#### Provided data
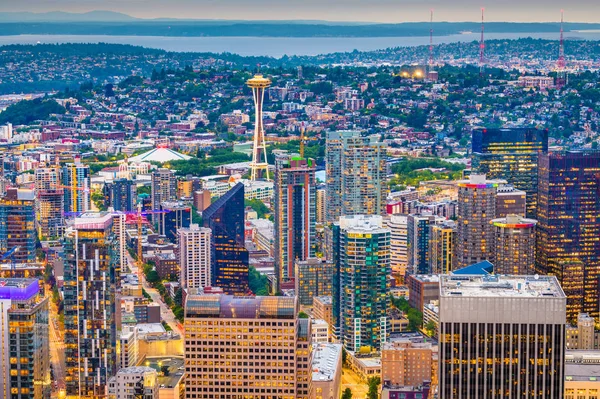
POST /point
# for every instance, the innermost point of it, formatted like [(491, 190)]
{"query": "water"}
[(279, 46)]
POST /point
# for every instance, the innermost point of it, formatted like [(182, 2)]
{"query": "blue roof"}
[(481, 268)]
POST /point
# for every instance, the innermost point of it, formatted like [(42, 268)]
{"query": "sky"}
[(333, 10)]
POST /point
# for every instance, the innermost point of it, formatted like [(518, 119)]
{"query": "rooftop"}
[(326, 360), (500, 286)]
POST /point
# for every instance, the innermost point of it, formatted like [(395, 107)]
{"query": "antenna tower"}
[(481, 45)]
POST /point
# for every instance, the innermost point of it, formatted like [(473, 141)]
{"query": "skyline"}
[(378, 11)]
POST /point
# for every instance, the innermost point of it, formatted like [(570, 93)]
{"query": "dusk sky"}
[(333, 10)]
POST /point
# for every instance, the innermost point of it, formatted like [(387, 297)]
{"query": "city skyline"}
[(382, 11)]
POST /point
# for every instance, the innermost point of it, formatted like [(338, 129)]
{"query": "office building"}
[(327, 371), (89, 304), (364, 264), (121, 195), (177, 215), (76, 183), (442, 244), (17, 225), (229, 256), (24, 344), (356, 174), (195, 257), (514, 245), (134, 383), (49, 203), (409, 361), (569, 226), (511, 155), (501, 337), (313, 278), (476, 207), (276, 359), (295, 213), (398, 225), (163, 188), (510, 201), (418, 237)]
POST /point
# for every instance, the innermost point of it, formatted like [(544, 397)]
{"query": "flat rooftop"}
[(326, 360), (500, 286)]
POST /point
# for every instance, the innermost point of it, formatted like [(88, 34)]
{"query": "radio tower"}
[(258, 84), (481, 45), (560, 63)]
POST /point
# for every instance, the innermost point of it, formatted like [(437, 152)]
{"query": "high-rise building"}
[(230, 258), (569, 225), (511, 155), (501, 337), (49, 202), (295, 213), (418, 237), (514, 245), (363, 266), (333, 156), (24, 344), (17, 224), (164, 188), (442, 244), (356, 175), (122, 195), (76, 183), (253, 347), (176, 215), (313, 278), (510, 201), (89, 304), (398, 225), (134, 383), (195, 257), (476, 208)]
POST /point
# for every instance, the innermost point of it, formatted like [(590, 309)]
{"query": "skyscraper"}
[(76, 185), (24, 345), (501, 337), (514, 245), (476, 208), (164, 188), (295, 213), (363, 267), (418, 236), (568, 228), (511, 155), (195, 256), (253, 347), (121, 195), (89, 300), (17, 224), (230, 259), (442, 244)]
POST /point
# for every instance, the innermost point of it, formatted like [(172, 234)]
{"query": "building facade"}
[(569, 226), (89, 301), (510, 342), (246, 346), (230, 259), (514, 245), (511, 155), (476, 208), (24, 342), (295, 213)]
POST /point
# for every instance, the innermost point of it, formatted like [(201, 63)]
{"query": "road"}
[(166, 313), (57, 348)]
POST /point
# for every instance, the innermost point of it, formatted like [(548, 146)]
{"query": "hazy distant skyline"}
[(394, 11)]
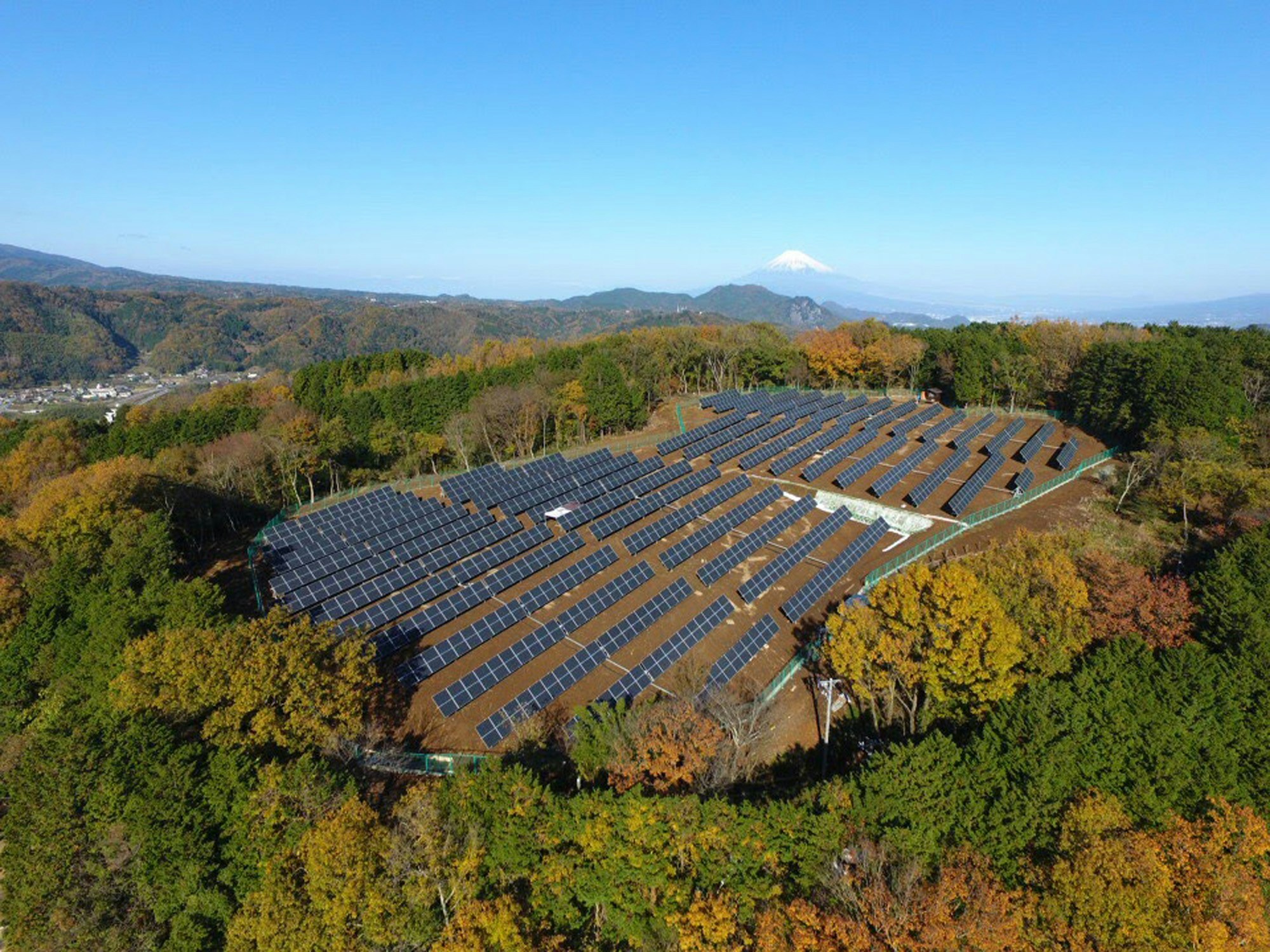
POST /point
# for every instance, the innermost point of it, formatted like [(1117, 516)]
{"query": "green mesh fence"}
[(811, 653)]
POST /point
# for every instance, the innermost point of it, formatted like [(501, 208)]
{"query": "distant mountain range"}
[(62, 318)]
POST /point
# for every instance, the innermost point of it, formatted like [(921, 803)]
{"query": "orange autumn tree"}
[(1126, 601), (669, 747)]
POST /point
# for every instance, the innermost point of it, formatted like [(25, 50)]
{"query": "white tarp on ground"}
[(867, 511)]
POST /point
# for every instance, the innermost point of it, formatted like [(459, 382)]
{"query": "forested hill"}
[(53, 334)]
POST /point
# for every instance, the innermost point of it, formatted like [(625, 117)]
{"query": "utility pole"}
[(826, 686)]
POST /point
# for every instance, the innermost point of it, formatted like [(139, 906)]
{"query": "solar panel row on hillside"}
[(820, 586), (817, 469), (434, 658), (1066, 455), (678, 519), (735, 555), (719, 527), (782, 565), (972, 488), (658, 662), (650, 505), (998, 445), (943, 427), (379, 563), (896, 474), (411, 630), (516, 657), (1037, 442), (939, 477), (568, 673), (741, 654), (862, 468), (973, 431)]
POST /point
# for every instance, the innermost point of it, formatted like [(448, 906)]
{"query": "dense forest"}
[(1060, 743)]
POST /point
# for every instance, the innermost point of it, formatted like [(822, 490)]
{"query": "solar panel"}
[(570, 672), (972, 488), (876, 458), (742, 653), (763, 435), (650, 505), (973, 431), (1036, 442), (777, 569), (719, 527), (403, 576), (1066, 455), (998, 445), (335, 579), (411, 630), (929, 413), (516, 657), (434, 658), (740, 552), (660, 661), (819, 587), (678, 519), (782, 444), (819, 468), (841, 430), (717, 440), (943, 427), (893, 477), (939, 477)]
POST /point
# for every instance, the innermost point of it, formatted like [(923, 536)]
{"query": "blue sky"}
[(524, 149)]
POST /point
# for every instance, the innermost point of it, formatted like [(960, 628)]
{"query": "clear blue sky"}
[(526, 149)]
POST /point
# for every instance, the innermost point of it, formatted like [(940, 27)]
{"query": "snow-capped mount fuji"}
[(797, 262), (799, 275)]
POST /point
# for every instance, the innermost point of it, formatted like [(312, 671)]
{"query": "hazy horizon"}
[(545, 152)]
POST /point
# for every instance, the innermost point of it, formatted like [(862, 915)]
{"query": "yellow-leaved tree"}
[(280, 681), (926, 635), (1041, 588)]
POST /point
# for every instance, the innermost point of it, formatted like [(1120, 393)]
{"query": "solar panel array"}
[(819, 587), (718, 529), (406, 576), (749, 442), (411, 630), (998, 445), (1066, 455), (678, 519), (740, 552), (516, 657), (939, 477), (1037, 442), (660, 661), (782, 565), (742, 653), (434, 658), (896, 474), (819, 468), (972, 488), (650, 505), (973, 431), (769, 450), (926, 416), (860, 469), (368, 568), (943, 427), (570, 672), (723, 437)]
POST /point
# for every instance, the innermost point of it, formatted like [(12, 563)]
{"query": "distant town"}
[(110, 393)]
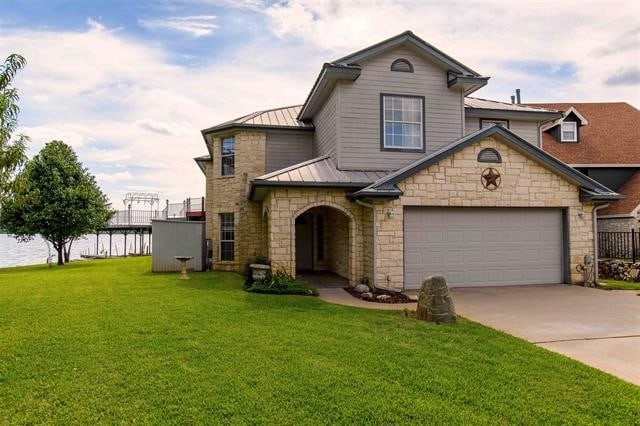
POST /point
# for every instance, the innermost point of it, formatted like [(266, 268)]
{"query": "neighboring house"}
[(602, 140), (390, 171)]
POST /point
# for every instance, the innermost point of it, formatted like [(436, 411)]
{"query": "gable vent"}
[(489, 155), (401, 65)]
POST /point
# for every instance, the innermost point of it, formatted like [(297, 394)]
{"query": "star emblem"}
[(490, 179)]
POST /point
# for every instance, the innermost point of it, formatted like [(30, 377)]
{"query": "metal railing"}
[(619, 245)]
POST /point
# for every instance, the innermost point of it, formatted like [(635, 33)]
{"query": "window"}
[(402, 122), (227, 236), (227, 156), (486, 122), (401, 65), (569, 131), (489, 155)]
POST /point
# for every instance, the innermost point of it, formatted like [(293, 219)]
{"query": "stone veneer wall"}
[(455, 182), (623, 224), (228, 194), (285, 204)]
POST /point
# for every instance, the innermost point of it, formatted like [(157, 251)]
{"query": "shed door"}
[(483, 246)]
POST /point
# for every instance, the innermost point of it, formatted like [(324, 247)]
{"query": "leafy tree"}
[(12, 153), (56, 197)]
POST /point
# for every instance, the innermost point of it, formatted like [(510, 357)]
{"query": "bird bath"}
[(183, 266)]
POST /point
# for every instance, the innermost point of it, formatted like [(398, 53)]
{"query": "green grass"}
[(619, 285), (107, 341)]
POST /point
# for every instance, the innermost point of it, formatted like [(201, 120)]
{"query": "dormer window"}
[(401, 65), (569, 131)]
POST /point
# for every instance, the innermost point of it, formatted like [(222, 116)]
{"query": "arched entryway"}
[(324, 241)]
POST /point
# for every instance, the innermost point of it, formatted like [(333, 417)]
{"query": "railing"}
[(619, 245)]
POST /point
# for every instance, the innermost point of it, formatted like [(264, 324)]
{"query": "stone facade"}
[(228, 194), (622, 224), (455, 182)]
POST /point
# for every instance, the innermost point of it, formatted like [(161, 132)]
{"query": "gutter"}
[(595, 241)]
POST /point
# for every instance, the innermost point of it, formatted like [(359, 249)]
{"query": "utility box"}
[(173, 238)]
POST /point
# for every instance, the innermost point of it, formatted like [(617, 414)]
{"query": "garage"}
[(474, 247)]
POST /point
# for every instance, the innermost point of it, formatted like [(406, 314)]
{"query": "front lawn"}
[(618, 285), (108, 342)]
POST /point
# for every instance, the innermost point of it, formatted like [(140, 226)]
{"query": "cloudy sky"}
[(129, 84)]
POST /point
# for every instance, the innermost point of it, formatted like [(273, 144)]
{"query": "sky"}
[(130, 84)]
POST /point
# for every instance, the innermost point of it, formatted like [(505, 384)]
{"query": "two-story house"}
[(602, 140), (390, 171)]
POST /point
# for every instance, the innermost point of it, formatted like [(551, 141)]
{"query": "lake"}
[(13, 253)]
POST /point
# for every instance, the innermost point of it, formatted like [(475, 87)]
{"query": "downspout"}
[(595, 240), (373, 211)]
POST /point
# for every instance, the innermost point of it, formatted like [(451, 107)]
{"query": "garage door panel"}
[(490, 246)]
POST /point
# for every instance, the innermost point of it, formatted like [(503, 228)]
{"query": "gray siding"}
[(326, 133), (528, 130), (285, 149), (359, 111)]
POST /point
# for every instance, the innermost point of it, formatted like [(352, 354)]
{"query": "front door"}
[(304, 243)]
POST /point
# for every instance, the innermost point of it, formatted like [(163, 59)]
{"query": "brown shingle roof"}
[(630, 189), (611, 137)]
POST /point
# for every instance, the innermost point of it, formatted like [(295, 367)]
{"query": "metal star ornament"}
[(490, 179)]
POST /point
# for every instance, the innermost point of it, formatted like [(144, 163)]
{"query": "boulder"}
[(361, 288), (434, 301)]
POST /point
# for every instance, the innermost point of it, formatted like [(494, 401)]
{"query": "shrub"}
[(248, 280), (280, 282)]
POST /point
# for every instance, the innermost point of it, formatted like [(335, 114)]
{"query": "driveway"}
[(599, 328)]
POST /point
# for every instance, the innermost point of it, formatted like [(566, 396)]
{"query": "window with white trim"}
[(403, 122), (228, 156), (227, 236), (569, 131)]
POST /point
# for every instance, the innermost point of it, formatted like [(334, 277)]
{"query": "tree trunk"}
[(67, 251)]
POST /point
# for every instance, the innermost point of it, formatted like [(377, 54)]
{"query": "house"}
[(389, 170), (602, 140)]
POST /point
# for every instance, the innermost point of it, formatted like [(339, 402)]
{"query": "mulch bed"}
[(395, 297)]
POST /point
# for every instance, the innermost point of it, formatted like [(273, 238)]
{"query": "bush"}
[(248, 280), (280, 282)]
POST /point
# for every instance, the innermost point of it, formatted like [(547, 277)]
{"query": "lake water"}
[(13, 253)]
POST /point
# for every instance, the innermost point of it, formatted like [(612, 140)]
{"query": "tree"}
[(12, 153), (56, 197)]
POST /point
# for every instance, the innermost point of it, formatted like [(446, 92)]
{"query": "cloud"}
[(624, 77), (195, 26)]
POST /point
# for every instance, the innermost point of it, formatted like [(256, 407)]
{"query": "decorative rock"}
[(366, 295), (434, 301), (361, 288)]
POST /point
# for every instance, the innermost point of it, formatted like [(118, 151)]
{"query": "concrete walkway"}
[(599, 328)]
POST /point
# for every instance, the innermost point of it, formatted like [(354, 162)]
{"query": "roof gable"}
[(419, 44), (591, 189)]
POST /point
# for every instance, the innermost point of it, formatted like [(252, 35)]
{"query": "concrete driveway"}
[(599, 328)]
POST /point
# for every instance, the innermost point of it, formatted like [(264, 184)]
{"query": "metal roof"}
[(276, 117), (321, 170), (590, 189), (478, 103)]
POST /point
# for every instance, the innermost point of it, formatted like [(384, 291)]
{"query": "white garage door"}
[(483, 246)]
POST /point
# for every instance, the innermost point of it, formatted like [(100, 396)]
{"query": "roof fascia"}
[(408, 36), (323, 85), (514, 115)]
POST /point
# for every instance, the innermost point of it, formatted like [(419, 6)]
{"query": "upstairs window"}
[(227, 156), (402, 122), (569, 131), (401, 65)]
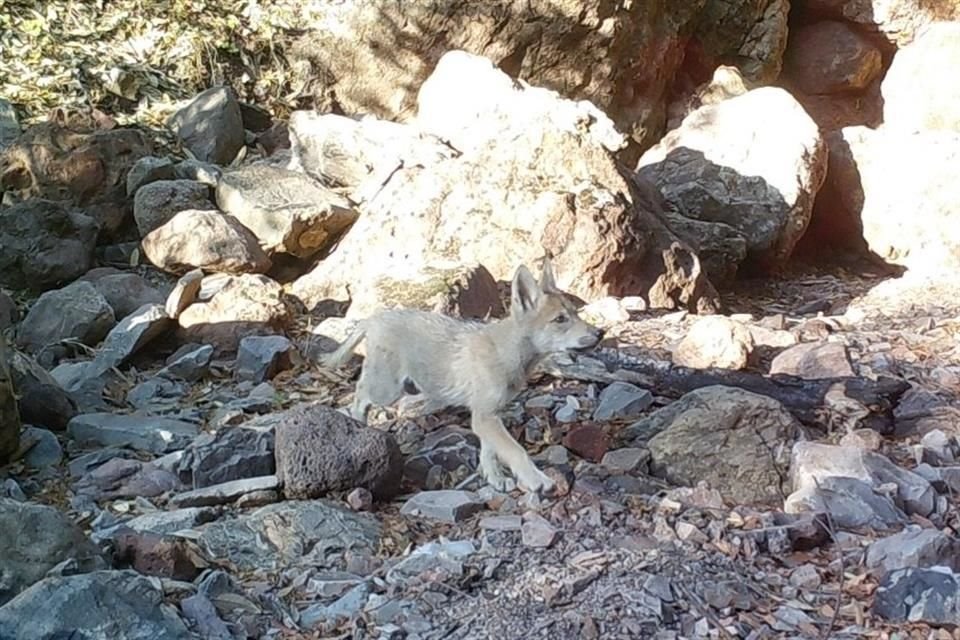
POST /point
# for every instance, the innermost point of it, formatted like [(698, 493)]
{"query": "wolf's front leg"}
[(497, 441)]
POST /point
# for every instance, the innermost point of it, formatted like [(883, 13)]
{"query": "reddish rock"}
[(589, 441)]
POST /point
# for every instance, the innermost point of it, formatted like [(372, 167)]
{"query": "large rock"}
[(898, 20), (103, 605), (9, 411), (246, 304), (751, 35), (468, 291), (832, 57), (211, 125), (753, 162), (158, 202), (812, 462), (85, 166), (76, 312), (735, 440), (312, 533), (582, 48), (210, 240), (606, 234), (33, 540), (917, 94), (861, 208), (286, 210), (319, 450), (44, 244)]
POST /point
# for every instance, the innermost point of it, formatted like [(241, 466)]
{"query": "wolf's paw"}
[(536, 481)]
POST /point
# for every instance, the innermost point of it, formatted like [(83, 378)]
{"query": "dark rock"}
[(103, 605), (45, 245), (148, 433), (260, 358), (311, 533), (229, 454), (211, 125), (34, 539), (319, 450)]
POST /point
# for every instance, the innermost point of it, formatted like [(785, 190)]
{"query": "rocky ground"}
[(764, 445)]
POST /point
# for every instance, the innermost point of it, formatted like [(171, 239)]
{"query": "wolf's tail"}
[(338, 358)]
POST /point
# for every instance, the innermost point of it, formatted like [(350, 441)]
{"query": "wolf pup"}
[(476, 365)]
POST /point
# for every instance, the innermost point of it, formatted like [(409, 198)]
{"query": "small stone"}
[(715, 341), (537, 532), (360, 499), (622, 400), (223, 493), (261, 358), (501, 523), (45, 450), (445, 505), (814, 360), (589, 441), (627, 460)]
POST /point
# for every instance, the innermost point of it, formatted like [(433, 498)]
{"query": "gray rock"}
[(447, 453), (103, 605), (9, 125), (346, 606), (45, 451), (319, 449), (813, 462), (851, 503), (537, 532), (34, 539), (210, 126), (445, 505), (42, 401), (170, 522), (158, 202), (124, 292), (123, 478), (229, 454), (918, 595), (75, 312), (190, 362), (153, 391), (622, 400), (311, 533), (914, 547), (224, 493), (45, 244), (202, 172), (813, 360), (130, 335), (149, 433), (260, 358), (722, 435), (146, 170), (287, 210), (443, 559), (626, 460)]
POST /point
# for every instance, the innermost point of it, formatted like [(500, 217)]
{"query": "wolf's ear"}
[(547, 282), (525, 292)]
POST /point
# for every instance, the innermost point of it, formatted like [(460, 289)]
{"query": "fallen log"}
[(823, 403)]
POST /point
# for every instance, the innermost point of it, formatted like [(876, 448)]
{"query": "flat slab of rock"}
[(149, 433), (224, 493), (286, 210), (102, 604), (446, 505), (33, 539), (311, 533)]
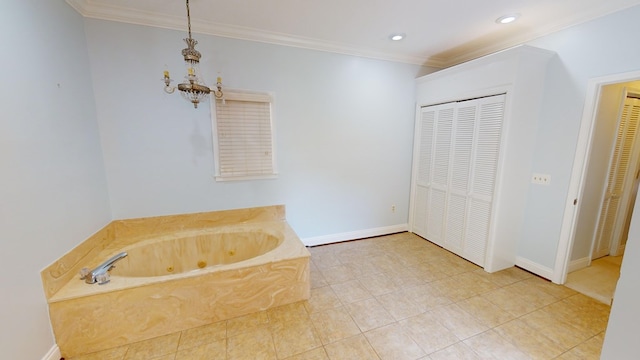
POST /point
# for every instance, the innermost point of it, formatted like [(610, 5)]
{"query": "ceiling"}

#### Exercise description
Copy the entries word for word, starting with the first line and continuing through the line that contains "[(481, 45)]", including both ends. Leave the pictures out of the copy.

#### Expected answer
POST /point
# for every instance, the innermost point of it, formatted like [(491, 190)]
{"query": "water"}
[(279, 46)]
POST /point
# for every instance, the innermost point of it, formatted like [(182, 2)]
{"query": "blue roof"}
[(481, 268)]
POST /point
# for every instance, the innermost point of it, formatted like [(42, 268)]
{"query": "sky"}
[(333, 10)]
POST /point
# for every instance, the innermost point of it, formatted like [(518, 119)]
{"query": "rooftop"}
[(326, 360), (500, 286)]
POST /point
# for every instance, the innermost point of it, formatted like [(395, 107)]
{"query": "antenna tower"}
[(481, 45)]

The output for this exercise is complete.